Problem description:
Look through the records below and copy each line that includes the word "shaggy".

Data:
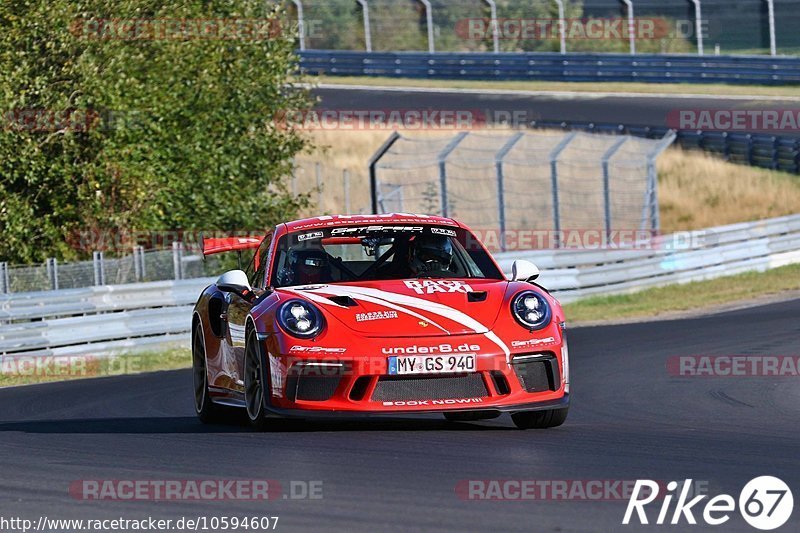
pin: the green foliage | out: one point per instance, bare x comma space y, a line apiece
162, 133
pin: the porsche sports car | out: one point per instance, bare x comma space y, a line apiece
378, 314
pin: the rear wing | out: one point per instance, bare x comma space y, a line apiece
230, 244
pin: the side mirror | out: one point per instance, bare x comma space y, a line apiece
524, 271
236, 282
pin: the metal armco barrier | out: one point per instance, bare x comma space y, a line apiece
145, 316
760, 70
755, 149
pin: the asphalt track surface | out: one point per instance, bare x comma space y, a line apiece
649, 110
629, 420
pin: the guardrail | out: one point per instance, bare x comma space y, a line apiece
754, 70
100, 320
755, 149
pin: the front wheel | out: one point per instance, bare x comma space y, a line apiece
540, 419
255, 384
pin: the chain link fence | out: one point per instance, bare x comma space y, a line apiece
549, 181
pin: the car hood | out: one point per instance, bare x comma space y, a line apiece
409, 308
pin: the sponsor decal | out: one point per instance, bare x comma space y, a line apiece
532, 342
310, 236
430, 286
316, 349
425, 350
360, 230
765, 503
375, 315
427, 403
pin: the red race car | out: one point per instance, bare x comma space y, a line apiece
378, 314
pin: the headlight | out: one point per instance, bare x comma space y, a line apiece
301, 319
531, 310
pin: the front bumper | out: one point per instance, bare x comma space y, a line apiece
310, 384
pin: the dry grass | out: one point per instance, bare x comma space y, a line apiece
699, 191
696, 190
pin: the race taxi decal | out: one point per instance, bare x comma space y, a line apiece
430, 286
376, 315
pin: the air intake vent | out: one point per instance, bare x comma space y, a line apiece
343, 300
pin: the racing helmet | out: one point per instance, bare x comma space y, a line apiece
430, 253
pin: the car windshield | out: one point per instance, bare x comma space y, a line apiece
378, 253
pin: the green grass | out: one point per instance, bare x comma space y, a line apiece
23, 372
687, 297
644, 88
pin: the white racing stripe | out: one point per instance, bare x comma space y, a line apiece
387, 298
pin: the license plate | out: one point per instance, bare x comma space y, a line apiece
431, 364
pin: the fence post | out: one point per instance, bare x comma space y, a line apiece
138, 262
301, 24
346, 185
294, 180
367, 30
429, 20
554, 183
5, 286
177, 260
495, 26
99, 268
501, 188
607, 181
698, 11
52, 272
631, 26
443, 170
562, 26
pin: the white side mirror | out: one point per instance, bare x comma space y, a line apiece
234, 281
524, 271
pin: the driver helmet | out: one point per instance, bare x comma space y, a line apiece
430, 253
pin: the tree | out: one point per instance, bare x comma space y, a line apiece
142, 116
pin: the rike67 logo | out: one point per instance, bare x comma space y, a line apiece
765, 503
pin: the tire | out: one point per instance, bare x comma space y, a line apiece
255, 382
204, 407
540, 419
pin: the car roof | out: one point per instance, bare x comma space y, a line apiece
329, 221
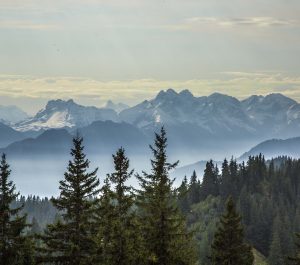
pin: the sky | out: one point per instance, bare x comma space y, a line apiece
128, 50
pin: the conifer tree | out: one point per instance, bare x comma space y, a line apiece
210, 183
194, 189
70, 241
183, 196
123, 246
275, 255
295, 260
165, 235
12, 223
229, 246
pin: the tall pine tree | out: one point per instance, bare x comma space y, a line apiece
165, 235
70, 241
12, 224
296, 259
228, 246
118, 219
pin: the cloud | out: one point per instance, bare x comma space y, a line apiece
26, 24
230, 22
237, 84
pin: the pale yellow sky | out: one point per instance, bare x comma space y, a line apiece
128, 50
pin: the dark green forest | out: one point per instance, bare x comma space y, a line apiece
239, 214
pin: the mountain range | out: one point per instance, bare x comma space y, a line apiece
198, 128
207, 126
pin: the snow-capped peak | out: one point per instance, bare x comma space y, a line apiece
59, 114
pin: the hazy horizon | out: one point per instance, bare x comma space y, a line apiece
128, 50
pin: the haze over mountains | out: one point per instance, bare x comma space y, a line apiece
199, 128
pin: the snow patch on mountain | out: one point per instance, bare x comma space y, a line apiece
60, 114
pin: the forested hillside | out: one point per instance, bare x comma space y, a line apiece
256, 203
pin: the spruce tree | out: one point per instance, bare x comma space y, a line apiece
165, 235
12, 223
122, 240
295, 260
194, 189
70, 241
210, 183
229, 246
183, 196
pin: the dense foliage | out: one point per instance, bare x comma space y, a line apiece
156, 223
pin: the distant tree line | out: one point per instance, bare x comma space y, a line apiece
223, 219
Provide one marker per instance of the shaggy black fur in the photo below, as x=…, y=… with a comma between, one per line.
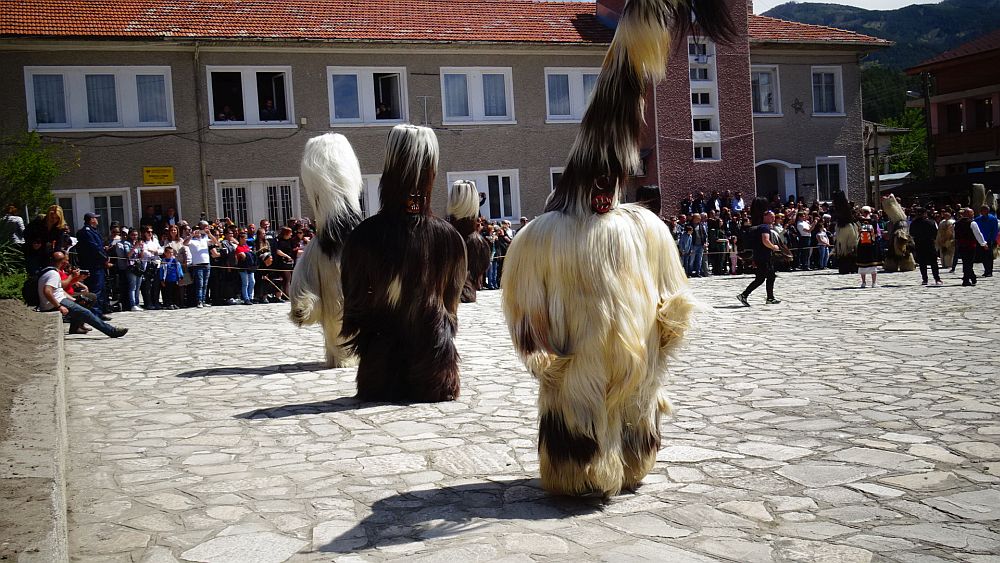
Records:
x=477, y=252
x=407, y=350
x=562, y=445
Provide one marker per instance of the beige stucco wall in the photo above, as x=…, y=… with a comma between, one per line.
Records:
x=530, y=146
x=799, y=137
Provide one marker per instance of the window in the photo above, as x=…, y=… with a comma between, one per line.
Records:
x=367, y=95
x=831, y=175
x=568, y=92
x=827, y=91
x=503, y=199
x=370, y=197
x=81, y=97
x=699, y=73
x=704, y=152
x=276, y=199
x=250, y=96
x=764, y=90
x=483, y=95
x=984, y=113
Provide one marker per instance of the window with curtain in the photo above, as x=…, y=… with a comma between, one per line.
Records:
x=50, y=99
x=151, y=90
x=78, y=97
x=763, y=89
x=456, y=95
x=102, y=100
x=825, y=96
x=477, y=94
x=569, y=91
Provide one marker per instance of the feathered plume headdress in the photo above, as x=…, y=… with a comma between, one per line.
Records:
x=606, y=149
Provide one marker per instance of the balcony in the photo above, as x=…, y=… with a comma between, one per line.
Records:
x=979, y=141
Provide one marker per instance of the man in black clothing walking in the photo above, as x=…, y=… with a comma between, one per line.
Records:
x=924, y=232
x=763, y=249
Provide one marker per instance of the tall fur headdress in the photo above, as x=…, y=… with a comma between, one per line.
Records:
x=411, y=160
x=606, y=149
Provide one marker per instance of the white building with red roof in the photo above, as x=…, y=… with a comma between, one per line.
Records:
x=205, y=105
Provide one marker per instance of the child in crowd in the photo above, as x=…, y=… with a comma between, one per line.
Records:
x=171, y=272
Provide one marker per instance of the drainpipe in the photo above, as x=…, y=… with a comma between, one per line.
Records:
x=200, y=115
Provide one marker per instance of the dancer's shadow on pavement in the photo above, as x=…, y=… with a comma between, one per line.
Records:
x=299, y=367
x=318, y=407
x=438, y=513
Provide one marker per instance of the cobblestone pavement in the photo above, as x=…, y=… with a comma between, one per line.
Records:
x=841, y=425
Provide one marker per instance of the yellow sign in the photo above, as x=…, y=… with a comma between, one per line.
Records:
x=158, y=175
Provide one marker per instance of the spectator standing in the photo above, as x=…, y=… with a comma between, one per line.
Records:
x=171, y=272
x=198, y=248
x=923, y=230
x=16, y=225
x=968, y=238
x=989, y=228
x=92, y=256
x=52, y=297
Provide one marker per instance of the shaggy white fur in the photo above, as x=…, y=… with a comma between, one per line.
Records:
x=599, y=348
x=332, y=179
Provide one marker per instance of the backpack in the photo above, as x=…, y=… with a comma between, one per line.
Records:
x=29, y=291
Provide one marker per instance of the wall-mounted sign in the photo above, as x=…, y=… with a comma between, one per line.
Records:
x=158, y=175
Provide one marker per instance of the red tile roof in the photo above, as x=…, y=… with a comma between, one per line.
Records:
x=764, y=29
x=988, y=42
x=505, y=21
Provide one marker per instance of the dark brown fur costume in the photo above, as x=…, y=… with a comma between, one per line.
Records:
x=403, y=271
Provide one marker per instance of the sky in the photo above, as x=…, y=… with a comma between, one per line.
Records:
x=761, y=6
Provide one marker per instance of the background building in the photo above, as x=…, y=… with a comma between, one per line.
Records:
x=205, y=106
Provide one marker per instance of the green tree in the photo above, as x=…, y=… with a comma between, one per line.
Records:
x=908, y=152
x=28, y=167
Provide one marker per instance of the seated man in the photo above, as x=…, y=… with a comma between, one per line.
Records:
x=52, y=297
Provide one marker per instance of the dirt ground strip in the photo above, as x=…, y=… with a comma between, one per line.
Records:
x=28, y=438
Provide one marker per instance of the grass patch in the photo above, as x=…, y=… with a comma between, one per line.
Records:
x=10, y=285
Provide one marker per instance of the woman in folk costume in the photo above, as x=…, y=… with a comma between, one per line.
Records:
x=403, y=274
x=846, y=244
x=463, y=213
x=594, y=293
x=899, y=255
x=332, y=179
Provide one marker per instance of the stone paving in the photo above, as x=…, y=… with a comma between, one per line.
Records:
x=842, y=425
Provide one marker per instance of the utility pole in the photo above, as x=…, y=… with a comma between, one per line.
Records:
x=926, y=77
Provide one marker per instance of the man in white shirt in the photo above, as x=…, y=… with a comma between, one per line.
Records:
x=200, y=244
x=52, y=297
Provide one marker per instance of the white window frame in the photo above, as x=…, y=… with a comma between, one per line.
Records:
x=366, y=100
x=474, y=83
x=251, y=98
x=75, y=98
x=257, y=196
x=370, y=194
x=83, y=202
x=838, y=90
x=578, y=100
x=773, y=69
x=554, y=170
x=842, y=162
x=480, y=177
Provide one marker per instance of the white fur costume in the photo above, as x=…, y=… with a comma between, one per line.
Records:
x=332, y=180
x=899, y=257
x=594, y=292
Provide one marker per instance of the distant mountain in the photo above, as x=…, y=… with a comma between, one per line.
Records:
x=920, y=31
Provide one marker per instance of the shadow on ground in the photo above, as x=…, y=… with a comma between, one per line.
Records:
x=299, y=367
x=319, y=407
x=437, y=513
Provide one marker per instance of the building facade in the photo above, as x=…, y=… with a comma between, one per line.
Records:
x=172, y=108
x=964, y=100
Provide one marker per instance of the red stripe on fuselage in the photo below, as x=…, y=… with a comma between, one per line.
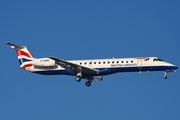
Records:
x=27, y=65
x=19, y=53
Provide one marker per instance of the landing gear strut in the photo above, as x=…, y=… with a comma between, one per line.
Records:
x=165, y=75
x=78, y=77
x=88, y=83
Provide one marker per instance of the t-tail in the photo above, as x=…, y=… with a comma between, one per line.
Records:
x=23, y=54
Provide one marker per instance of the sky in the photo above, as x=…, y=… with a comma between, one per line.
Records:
x=90, y=29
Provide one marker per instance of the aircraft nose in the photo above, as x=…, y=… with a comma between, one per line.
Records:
x=175, y=67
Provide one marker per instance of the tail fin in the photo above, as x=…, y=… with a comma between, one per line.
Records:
x=23, y=55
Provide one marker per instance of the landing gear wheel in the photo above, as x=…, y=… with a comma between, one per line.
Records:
x=88, y=84
x=78, y=79
x=165, y=77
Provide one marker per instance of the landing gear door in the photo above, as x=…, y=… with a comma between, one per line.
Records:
x=139, y=63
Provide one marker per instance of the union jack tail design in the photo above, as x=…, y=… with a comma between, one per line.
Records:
x=23, y=54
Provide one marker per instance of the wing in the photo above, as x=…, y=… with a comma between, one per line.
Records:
x=74, y=68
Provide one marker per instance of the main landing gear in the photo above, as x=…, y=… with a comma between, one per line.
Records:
x=78, y=77
x=88, y=83
x=165, y=75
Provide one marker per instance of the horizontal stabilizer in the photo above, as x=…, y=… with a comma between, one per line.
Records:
x=14, y=46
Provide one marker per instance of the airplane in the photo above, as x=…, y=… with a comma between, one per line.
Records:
x=92, y=69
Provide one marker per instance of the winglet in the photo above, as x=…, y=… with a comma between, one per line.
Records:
x=14, y=46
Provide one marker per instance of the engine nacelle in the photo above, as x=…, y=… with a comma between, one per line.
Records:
x=44, y=62
x=98, y=78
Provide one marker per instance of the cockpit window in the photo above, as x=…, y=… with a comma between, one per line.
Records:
x=157, y=59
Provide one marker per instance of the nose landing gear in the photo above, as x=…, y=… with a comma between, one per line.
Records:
x=165, y=75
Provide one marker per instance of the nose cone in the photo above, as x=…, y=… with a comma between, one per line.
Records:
x=175, y=67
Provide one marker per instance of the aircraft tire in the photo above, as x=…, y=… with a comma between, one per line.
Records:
x=88, y=84
x=165, y=77
x=78, y=79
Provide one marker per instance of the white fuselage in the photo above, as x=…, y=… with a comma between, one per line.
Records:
x=105, y=66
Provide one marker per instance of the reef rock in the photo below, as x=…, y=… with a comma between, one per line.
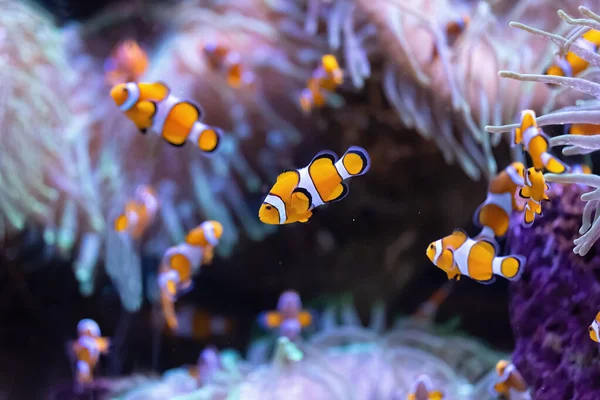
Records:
x=555, y=301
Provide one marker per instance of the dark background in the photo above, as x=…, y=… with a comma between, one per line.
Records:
x=40, y=304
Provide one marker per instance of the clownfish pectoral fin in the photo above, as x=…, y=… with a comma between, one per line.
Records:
x=338, y=193
x=553, y=164
x=301, y=200
x=525, y=192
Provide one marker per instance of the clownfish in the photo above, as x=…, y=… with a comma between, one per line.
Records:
x=198, y=324
x=222, y=57
x=493, y=215
x=290, y=318
x=87, y=348
x=181, y=262
x=534, y=191
x=535, y=142
x=509, y=383
x=457, y=255
x=582, y=129
x=571, y=64
x=594, y=330
x=297, y=192
x=151, y=106
x=127, y=63
x=139, y=213
x=422, y=389
x=325, y=78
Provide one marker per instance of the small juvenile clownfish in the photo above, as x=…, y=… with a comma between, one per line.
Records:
x=139, y=213
x=182, y=261
x=509, y=383
x=325, y=78
x=222, y=57
x=457, y=255
x=493, y=215
x=594, y=329
x=535, y=142
x=151, y=106
x=127, y=63
x=422, y=389
x=297, y=192
x=534, y=191
x=87, y=348
x=582, y=129
x=290, y=318
x=198, y=324
x=571, y=64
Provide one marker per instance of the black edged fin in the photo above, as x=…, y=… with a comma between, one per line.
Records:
x=325, y=154
x=343, y=194
x=489, y=281
x=305, y=193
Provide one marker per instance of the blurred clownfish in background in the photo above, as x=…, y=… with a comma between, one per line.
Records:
x=534, y=191
x=139, y=213
x=457, y=255
x=509, y=383
x=199, y=324
x=423, y=389
x=325, y=78
x=289, y=318
x=493, y=215
x=87, y=349
x=297, y=192
x=181, y=262
x=454, y=28
x=535, y=142
x=127, y=63
x=594, y=329
x=151, y=106
x=571, y=64
x=222, y=57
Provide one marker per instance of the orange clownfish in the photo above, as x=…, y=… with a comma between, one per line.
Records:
x=535, y=142
x=139, y=213
x=198, y=324
x=326, y=78
x=297, y=192
x=594, y=330
x=457, y=255
x=509, y=382
x=222, y=57
x=493, y=215
x=290, y=318
x=180, y=262
x=582, y=129
x=422, y=389
x=571, y=64
x=534, y=191
x=127, y=63
x=87, y=348
x=151, y=106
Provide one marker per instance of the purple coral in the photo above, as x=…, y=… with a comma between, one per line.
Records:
x=555, y=301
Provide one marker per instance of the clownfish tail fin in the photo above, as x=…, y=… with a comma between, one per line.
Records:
x=553, y=164
x=354, y=162
x=510, y=267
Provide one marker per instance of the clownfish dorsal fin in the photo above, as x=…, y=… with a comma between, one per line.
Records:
x=339, y=192
x=301, y=200
x=488, y=246
x=460, y=233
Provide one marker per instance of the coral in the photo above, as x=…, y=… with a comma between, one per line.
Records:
x=584, y=112
x=554, y=303
x=342, y=360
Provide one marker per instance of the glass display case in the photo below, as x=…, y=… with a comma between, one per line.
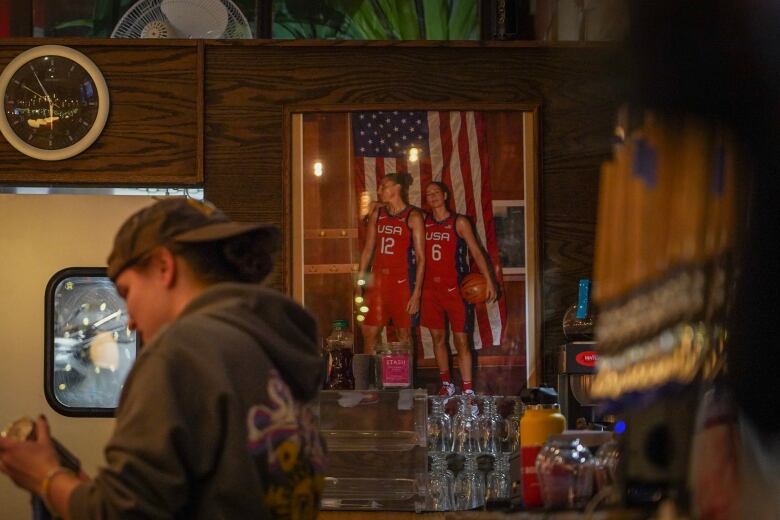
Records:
x=377, y=450
x=89, y=347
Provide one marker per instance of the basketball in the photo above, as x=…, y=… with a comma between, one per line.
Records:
x=474, y=288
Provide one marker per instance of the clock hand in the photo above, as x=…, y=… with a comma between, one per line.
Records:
x=41, y=84
x=39, y=95
x=34, y=92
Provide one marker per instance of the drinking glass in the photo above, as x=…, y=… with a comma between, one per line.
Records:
x=565, y=469
x=440, y=484
x=439, y=427
x=466, y=429
x=469, y=489
x=490, y=427
x=498, y=484
x=606, y=463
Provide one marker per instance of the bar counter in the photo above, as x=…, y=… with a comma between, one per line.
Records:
x=481, y=515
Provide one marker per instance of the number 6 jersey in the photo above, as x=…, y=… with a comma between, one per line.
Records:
x=446, y=253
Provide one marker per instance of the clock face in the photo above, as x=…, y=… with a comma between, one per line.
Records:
x=51, y=102
x=55, y=102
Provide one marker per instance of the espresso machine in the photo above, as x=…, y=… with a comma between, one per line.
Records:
x=576, y=367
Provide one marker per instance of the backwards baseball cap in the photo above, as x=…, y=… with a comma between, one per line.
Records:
x=174, y=219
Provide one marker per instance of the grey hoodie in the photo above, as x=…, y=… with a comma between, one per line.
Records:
x=213, y=421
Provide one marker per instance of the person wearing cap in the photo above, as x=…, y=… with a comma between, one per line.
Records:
x=214, y=419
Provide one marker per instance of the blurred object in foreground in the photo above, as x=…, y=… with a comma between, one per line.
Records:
x=667, y=215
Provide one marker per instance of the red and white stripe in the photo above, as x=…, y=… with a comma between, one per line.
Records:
x=458, y=157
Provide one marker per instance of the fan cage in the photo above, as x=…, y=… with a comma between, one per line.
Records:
x=146, y=12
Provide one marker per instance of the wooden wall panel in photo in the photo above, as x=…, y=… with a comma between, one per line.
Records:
x=153, y=132
x=249, y=85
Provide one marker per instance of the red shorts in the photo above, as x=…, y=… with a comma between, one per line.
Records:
x=386, y=298
x=440, y=300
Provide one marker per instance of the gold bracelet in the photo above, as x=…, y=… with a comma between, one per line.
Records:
x=46, y=486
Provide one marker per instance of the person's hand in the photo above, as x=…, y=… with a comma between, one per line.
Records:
x=414, y=304
x=28, y=462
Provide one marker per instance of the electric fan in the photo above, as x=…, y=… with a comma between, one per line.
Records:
x=183, y=19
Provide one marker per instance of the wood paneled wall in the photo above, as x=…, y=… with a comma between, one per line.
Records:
x=170, y=98
x=249, y=86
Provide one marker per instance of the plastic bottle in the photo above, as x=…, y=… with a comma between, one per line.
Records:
x=541, y=419
x=339, y=347
x=578, y=319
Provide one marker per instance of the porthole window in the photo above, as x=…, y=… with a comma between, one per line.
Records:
x=89, y=347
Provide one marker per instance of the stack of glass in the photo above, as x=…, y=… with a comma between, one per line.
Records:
x=470, y=452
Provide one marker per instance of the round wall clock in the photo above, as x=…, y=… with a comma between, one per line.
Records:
x=55, y=102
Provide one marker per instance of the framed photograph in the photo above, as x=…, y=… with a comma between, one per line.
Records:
x=509, y=217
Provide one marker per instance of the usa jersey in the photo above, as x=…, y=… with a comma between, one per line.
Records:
x=446, y=258
x=394, y=249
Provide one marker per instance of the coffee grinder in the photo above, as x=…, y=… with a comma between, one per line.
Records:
x=576, y=367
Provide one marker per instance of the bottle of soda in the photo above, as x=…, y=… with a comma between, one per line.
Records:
x=339, y=347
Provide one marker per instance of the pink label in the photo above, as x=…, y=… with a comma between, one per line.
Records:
x=395, y=371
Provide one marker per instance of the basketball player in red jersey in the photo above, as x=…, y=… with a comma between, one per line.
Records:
x=449, y=237
x=394, y=250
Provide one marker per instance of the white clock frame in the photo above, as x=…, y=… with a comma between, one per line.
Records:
x=103, y=102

Task response:
Provide one marker per instance of the shaggy black fur in the photo below, as x=…, y=… with a comma between, one per line.
Provide one marker per instance of the shaggy white fur in the photo above, as x=…, y=… with a comma between, one per line.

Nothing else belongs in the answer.